> **GIVEN EXERCISE 1**:
List the usernames of everyone who posted in the workbench thread, naming each person once.
> **GIVEN EXERCISE 2**:
Return, unchanged, the part of the workbench thread that opens with the words containing "I'll post some" and closes with "driven Stanley drill.".

# Grandpa's basement: The workbench that keeps on giving



## jtrz (Mar 10, 2015)

Every once in a while when I am visiting with my grandparents I sneak down to the basement to rifle through my grandfather's old bench and see what I can find. He tells me I can have everything down there but I've been slowly picking through it. Mind you , the bench is mostly covered in the tools, hardware, and materials one uses for odd jobs around the house. There was a large plumbing snake lying right on top of everything that kept me from getting too close to the bench for years.

So here is the handful of tools I grabbed the other day when I wandered into the basement. 



























Some hefty army issue chisels. These most likely weren't issued to him (there is someone else's initials, followed by 1944) because he was a fighter pilot in the early days of the war and had already finished his tour of duty by 1944. The framing chisels all read "Winsted Edge Tool Works Winsted Conn USA". The small cold chisel reads "Unitool Tempered Steel Made in USA"










Above we have a Pexto and a Fulton 8" drawknife. The small brace drill doesn't have any markings that I've found but the larger one is a Pine Knot No. 300 (one of the Belknap Tool Co.'s brands).










The egg beater hand drill reads Yankee with some other markings that I can't make out. The hammer is a 12 oz Estwing.









The saw is a Sanvdik No. 273 which I think is a cross-cut saw. I was a little leary when I saw the plastic handle but looked down the blade and it is straight as an arrow and now that I've done a little cleaning on the blade I think it might be a pretty nice little find.

I'll post some more pics as the cleaning progresses. So there you have it. If any one has any knowledge or experience with any of these let me know.

Thanks


----------



## dannyfogog (Jun 26, 2018)

Great tools!
I have similar vintage hand driven Stanley drill.
This it belong to my father and he died in 1956.


----------



## donwilwol (May 16, 2011)

Fantastic


----------



## jtrz (Mar 10, 2015)

I just realized that the Yankee eggbeater is missing it's other handle. Hopefully it is still in one of the many piles on the bench. I found a Stanley no 25 t-bevel on the bench that is missing it's locking lever. The lever could be long gone or in one of the many mason jars filled with nuts and bolts. Luckily it still had the bolt.

The framing chisels are really interesting to me. They seem to have flat backs their entire length and I could see them being helpful for joint making in the shop. Maybe they are used for that or maybe I am way off and they should be left to building log cabins.

> **DATA EXCERPTS**:
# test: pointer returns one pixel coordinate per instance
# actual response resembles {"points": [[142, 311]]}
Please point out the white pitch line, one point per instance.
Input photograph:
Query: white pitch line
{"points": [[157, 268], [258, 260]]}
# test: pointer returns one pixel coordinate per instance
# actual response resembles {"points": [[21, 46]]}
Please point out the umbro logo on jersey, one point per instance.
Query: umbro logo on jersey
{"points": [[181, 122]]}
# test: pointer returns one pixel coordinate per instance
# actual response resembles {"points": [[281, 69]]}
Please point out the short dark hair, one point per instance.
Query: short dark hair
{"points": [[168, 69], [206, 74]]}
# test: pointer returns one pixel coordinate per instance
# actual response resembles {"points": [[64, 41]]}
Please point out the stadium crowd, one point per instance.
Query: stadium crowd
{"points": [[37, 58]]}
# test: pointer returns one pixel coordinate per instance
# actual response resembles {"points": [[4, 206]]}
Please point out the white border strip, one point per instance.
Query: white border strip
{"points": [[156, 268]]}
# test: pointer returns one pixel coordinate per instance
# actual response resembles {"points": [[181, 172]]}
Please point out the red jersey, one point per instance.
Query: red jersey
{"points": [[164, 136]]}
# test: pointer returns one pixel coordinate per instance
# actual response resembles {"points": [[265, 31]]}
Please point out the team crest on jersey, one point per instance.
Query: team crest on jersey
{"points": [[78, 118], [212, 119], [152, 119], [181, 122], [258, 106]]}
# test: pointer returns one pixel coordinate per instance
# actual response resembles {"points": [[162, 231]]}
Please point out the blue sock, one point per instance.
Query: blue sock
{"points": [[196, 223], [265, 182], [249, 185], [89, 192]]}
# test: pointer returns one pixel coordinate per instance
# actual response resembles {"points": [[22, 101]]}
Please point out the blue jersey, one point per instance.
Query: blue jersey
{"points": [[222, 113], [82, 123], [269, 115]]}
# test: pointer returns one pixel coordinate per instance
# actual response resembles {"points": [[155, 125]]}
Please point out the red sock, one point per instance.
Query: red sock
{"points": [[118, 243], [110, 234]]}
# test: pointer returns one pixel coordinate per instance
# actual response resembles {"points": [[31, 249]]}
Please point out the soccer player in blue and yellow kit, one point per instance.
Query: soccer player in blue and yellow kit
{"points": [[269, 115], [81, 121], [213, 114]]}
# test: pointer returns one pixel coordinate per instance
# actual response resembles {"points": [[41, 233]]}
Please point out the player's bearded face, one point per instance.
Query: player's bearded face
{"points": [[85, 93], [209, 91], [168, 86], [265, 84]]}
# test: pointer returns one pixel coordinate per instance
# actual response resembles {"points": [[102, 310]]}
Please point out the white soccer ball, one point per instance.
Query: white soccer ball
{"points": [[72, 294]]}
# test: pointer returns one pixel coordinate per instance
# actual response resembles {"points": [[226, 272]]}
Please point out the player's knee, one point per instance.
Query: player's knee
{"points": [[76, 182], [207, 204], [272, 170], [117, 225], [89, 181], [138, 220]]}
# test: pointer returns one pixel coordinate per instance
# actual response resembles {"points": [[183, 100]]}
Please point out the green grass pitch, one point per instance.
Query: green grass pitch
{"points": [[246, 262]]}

> **TASK ANSWER 1**:
jtrz, dannyfogog, donwilwol

> **TASK ANSWER 2**:
I'll post some more pics as the cleaning progresses. So there you have it. If any one has any knowledge or experience with any of these let me know.

Thanks


----------



## dannyfogog (Jun 26, 2018)

Great tools!
I have similar vintage hand driven Stanley drill.